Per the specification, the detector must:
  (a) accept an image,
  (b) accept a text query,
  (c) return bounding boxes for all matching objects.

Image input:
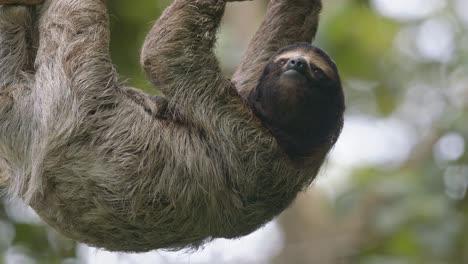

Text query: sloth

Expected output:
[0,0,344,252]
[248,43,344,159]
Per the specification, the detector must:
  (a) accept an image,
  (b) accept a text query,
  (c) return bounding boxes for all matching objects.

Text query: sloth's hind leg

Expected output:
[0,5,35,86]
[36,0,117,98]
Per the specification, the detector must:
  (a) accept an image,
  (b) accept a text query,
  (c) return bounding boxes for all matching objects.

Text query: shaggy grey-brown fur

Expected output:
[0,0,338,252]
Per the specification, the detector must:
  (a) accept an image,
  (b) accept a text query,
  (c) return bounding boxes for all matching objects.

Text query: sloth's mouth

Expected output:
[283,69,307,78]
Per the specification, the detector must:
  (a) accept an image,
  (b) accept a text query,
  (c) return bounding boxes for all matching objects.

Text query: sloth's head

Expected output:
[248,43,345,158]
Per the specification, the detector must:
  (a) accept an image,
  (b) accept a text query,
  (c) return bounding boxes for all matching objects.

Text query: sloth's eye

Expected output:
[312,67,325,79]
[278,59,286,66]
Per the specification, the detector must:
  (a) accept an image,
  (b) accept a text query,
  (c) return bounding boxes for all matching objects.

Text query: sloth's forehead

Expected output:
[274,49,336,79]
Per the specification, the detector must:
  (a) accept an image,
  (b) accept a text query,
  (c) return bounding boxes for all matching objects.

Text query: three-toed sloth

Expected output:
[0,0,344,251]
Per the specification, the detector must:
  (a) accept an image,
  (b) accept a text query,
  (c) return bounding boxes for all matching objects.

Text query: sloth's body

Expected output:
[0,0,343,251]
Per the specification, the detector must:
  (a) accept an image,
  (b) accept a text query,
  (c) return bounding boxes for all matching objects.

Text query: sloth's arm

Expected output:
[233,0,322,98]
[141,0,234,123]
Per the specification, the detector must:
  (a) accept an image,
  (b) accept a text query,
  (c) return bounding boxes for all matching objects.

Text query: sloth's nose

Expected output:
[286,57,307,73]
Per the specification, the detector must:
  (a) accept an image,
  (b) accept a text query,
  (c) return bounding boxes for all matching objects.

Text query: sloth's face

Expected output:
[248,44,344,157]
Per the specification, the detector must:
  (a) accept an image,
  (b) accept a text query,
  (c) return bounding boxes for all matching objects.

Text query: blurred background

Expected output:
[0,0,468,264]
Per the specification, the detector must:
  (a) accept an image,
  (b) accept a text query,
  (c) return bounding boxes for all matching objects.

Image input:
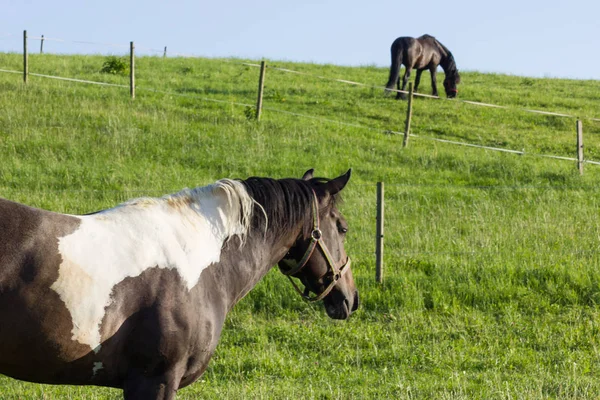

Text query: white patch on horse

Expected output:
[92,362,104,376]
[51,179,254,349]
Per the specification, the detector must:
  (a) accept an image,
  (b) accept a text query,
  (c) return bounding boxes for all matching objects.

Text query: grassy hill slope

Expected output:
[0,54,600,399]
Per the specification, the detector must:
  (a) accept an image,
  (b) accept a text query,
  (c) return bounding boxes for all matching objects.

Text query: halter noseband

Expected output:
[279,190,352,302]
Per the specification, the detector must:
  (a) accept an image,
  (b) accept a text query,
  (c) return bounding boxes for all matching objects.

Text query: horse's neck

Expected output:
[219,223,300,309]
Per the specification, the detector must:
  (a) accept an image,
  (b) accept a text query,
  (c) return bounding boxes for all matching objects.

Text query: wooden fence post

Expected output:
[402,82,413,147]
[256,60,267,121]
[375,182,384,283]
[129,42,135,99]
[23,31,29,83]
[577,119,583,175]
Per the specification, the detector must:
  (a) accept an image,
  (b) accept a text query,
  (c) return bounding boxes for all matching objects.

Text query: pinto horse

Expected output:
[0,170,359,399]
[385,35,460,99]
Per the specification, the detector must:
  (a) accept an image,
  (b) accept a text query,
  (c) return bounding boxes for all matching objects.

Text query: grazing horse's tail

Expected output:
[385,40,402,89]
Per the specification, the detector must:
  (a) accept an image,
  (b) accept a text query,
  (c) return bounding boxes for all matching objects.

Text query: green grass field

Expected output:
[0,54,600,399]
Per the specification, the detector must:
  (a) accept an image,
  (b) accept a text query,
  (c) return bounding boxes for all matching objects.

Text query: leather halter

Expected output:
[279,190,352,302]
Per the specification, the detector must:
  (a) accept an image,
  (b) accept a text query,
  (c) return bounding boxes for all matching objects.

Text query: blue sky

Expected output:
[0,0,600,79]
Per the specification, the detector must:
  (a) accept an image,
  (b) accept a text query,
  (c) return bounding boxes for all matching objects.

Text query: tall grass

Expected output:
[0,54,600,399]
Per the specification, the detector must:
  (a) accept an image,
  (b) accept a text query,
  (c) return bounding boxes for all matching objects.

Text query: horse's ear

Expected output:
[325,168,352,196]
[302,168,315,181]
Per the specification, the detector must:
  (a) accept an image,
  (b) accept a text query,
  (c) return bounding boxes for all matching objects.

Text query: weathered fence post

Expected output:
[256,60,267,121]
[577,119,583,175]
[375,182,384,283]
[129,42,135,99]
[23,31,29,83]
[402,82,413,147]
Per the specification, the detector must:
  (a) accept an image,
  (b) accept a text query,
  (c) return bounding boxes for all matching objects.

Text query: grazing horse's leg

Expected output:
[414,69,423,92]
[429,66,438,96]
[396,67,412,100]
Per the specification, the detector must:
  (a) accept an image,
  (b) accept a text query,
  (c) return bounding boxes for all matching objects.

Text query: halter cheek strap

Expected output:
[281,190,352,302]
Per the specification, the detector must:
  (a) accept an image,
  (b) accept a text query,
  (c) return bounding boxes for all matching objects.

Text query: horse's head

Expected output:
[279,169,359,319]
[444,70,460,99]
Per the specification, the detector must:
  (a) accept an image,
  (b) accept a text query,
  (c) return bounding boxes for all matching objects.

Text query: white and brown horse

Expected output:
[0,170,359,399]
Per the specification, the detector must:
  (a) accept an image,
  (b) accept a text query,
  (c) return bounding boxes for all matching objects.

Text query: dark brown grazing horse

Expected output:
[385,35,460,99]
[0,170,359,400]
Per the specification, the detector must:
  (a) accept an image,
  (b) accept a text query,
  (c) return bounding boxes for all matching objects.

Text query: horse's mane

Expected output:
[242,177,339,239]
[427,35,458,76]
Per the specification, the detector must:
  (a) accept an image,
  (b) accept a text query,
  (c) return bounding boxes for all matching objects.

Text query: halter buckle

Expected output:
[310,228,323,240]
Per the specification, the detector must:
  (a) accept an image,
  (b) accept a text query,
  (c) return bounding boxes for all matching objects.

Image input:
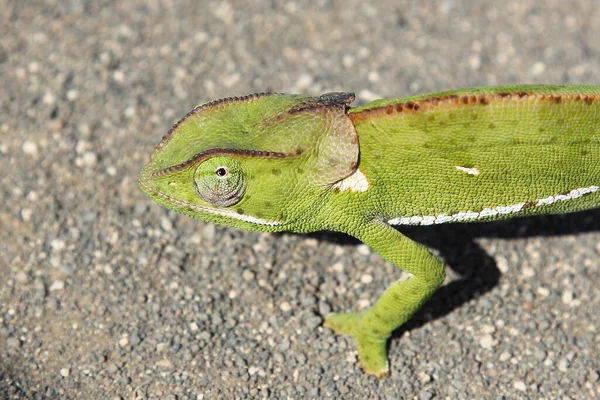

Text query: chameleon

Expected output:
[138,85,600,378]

========================================

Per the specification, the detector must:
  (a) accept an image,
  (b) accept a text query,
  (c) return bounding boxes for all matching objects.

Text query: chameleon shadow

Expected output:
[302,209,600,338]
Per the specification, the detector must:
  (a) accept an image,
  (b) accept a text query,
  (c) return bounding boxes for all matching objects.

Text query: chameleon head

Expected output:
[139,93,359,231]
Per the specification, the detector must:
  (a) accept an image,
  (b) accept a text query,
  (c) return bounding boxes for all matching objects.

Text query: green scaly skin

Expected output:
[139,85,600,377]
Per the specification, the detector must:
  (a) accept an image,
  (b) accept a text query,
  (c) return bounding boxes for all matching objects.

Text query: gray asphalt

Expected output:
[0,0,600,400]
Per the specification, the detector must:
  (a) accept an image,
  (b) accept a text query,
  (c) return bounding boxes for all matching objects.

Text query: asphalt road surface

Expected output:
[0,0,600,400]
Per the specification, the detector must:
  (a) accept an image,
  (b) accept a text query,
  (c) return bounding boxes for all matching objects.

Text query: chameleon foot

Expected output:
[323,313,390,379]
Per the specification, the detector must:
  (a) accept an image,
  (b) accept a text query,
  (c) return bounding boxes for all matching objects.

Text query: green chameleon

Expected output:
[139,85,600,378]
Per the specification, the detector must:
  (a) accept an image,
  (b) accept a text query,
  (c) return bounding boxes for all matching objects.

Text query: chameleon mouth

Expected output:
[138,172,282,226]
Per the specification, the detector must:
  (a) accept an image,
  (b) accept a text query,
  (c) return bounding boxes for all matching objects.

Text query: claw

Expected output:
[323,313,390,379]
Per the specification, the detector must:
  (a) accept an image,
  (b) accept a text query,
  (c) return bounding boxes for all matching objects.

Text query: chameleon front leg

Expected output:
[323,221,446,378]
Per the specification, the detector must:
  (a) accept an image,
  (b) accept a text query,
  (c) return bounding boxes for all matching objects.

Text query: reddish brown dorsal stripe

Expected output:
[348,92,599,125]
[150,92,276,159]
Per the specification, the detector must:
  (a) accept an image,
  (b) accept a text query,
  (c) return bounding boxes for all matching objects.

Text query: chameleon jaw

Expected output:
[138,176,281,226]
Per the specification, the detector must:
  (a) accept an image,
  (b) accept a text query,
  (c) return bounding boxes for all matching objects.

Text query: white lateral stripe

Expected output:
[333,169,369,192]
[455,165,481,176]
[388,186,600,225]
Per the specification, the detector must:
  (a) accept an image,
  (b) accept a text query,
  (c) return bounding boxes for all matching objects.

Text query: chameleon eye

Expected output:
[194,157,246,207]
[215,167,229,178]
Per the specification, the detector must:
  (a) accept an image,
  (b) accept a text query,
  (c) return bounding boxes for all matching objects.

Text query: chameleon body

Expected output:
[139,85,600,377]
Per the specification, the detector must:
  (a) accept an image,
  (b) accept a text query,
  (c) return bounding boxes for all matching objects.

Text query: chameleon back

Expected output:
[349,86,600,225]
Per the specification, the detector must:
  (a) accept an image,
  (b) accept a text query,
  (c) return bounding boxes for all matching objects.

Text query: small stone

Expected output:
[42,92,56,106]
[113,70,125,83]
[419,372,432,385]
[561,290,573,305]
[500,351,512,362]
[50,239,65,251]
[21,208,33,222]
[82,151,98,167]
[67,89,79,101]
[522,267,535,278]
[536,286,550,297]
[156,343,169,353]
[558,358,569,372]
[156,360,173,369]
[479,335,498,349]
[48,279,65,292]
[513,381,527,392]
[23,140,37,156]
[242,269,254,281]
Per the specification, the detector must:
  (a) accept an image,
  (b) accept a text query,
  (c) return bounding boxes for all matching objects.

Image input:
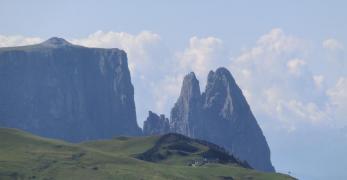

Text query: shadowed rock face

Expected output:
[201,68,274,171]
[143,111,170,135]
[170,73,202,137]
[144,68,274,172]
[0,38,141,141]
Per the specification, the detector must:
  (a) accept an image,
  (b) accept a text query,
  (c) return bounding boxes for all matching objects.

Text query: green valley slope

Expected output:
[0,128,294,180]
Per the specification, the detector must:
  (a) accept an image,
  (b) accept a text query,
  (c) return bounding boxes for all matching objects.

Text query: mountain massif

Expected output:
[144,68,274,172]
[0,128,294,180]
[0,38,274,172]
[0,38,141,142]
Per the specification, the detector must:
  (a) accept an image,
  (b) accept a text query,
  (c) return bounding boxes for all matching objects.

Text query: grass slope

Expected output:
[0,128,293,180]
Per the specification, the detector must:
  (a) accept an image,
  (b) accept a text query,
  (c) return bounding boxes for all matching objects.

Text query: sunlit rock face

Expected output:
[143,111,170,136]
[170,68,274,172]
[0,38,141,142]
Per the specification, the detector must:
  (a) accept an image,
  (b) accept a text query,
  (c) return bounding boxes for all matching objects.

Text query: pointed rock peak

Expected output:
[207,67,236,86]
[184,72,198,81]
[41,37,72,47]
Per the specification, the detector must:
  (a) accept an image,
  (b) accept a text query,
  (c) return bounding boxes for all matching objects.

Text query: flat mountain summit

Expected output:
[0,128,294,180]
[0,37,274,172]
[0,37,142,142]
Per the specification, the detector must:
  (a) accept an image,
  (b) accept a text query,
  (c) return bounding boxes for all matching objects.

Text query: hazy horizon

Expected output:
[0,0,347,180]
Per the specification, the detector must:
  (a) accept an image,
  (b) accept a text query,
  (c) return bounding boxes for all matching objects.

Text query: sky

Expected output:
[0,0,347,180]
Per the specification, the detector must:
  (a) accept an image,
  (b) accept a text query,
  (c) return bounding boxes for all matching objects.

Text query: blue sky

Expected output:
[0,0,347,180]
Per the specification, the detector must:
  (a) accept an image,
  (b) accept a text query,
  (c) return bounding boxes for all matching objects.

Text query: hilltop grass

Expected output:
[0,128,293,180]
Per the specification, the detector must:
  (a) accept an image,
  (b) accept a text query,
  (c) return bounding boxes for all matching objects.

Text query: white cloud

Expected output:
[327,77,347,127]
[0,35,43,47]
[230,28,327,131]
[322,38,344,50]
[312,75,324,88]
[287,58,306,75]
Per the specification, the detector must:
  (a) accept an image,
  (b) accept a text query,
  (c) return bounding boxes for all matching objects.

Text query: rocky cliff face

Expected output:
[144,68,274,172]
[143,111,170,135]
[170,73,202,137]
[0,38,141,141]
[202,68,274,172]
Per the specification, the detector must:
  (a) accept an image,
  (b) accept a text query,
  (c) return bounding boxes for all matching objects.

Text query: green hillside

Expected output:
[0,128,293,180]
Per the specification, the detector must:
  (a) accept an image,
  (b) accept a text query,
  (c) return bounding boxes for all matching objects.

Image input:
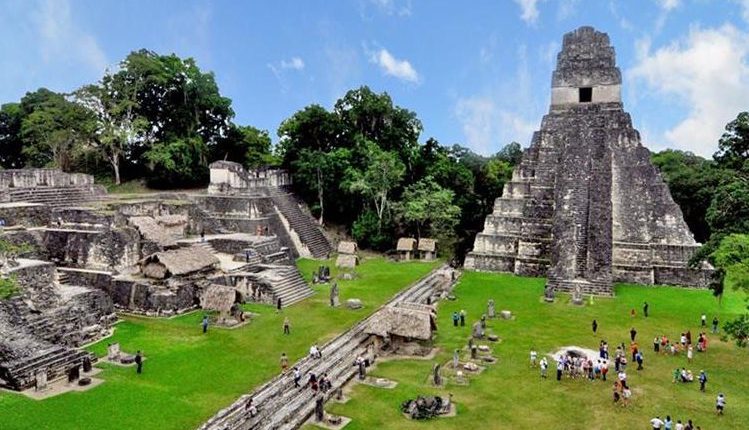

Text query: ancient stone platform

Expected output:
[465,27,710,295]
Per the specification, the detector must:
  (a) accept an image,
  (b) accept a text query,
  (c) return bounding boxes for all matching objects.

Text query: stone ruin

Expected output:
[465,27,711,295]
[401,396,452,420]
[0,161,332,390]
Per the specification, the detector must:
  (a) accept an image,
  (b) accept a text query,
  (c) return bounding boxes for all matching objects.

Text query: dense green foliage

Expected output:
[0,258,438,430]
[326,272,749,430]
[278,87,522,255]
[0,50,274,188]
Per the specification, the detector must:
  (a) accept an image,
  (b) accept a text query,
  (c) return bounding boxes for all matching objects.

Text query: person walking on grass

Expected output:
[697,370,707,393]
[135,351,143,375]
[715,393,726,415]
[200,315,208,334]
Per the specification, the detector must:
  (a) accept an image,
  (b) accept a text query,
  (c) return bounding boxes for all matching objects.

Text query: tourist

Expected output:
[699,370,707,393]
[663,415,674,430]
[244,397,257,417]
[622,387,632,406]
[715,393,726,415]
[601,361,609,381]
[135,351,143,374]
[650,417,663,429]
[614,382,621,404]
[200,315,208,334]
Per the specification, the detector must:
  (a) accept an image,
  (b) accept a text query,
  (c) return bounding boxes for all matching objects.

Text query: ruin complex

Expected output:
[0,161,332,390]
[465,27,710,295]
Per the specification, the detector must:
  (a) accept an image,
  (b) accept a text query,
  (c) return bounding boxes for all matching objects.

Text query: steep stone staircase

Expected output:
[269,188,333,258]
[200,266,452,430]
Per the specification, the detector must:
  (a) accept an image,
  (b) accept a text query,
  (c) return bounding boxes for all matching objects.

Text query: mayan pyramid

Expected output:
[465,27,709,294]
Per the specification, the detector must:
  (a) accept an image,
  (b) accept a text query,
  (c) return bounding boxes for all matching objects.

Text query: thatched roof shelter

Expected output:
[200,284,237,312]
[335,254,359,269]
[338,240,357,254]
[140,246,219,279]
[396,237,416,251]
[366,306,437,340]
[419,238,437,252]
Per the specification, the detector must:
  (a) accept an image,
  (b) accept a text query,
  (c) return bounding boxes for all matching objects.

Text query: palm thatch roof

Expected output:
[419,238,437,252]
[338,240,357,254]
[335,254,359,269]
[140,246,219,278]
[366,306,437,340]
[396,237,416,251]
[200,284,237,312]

========================================

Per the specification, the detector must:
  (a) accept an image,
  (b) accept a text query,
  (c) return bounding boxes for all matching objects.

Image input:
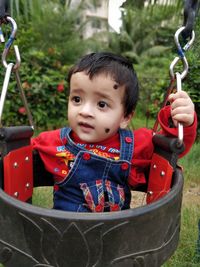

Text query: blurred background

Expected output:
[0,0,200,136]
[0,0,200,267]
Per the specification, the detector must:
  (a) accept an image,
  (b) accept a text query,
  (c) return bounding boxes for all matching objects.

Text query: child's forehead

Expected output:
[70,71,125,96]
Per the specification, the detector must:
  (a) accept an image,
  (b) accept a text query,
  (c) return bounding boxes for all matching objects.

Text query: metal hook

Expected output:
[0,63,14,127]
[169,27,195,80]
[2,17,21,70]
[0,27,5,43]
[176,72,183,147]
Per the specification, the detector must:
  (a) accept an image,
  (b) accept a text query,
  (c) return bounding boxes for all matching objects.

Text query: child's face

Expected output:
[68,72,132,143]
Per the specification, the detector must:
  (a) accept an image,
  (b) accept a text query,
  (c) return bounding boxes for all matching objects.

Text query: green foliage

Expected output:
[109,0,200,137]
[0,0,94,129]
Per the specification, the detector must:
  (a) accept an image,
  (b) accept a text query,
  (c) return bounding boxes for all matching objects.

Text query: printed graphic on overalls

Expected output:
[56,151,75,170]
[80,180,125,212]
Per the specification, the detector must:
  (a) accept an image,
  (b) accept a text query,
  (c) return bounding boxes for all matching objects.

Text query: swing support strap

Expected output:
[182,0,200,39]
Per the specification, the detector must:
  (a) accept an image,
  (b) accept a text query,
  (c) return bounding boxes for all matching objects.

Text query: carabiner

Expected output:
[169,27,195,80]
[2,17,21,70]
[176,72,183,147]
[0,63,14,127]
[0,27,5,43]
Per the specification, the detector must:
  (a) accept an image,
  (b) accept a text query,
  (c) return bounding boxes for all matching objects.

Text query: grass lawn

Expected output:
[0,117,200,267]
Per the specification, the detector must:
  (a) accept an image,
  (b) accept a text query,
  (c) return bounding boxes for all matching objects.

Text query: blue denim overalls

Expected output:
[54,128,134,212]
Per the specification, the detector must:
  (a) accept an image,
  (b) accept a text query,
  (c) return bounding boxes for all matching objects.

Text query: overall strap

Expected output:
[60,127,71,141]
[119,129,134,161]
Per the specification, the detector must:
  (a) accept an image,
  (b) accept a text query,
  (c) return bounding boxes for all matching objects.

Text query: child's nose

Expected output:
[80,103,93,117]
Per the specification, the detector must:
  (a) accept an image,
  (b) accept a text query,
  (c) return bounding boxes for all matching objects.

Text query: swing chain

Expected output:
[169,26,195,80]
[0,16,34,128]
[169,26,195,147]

========================================

**Task requirements**. Extract each line of the records above that contains the word "stone".

**Output for this task**.
Text query: small stone
Text query: ancient stone platform
Text query: stone ruin
Text query: steep stone staircase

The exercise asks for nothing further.